=== Material ===
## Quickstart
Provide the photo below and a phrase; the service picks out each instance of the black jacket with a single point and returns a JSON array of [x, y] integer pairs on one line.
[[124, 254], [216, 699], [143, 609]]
===
=== Material ===
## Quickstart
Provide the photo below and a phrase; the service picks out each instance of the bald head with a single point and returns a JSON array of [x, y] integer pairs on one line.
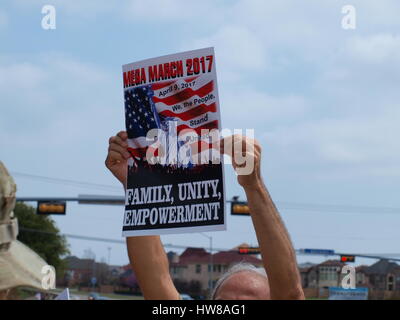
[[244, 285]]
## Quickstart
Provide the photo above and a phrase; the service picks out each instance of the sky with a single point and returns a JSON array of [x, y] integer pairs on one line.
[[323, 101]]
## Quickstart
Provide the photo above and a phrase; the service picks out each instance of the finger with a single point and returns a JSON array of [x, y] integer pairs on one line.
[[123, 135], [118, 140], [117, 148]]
===
Report how many lines of the records contain the string "phrase", treating uppercase and lowercase as different. Give only the number.

* [Solution below] 4